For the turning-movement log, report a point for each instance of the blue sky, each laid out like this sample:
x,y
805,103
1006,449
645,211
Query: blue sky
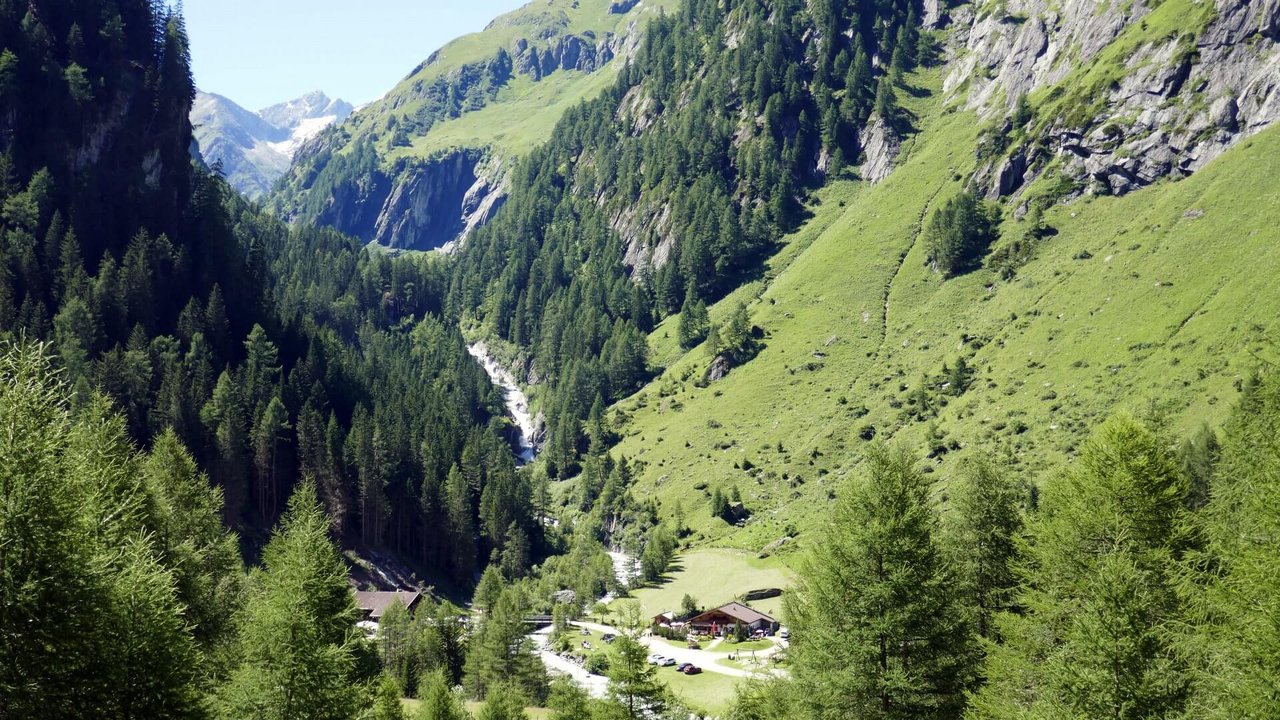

* _WORK TO DO_
Write out all the records again, exactly, minus any pictures.

* _SOLUTION_
For the turning-movement log, report a point for each instance of the blue sky, each laid out like this sample:
x,y
805,103
1006,449
645,211
Query: blue sky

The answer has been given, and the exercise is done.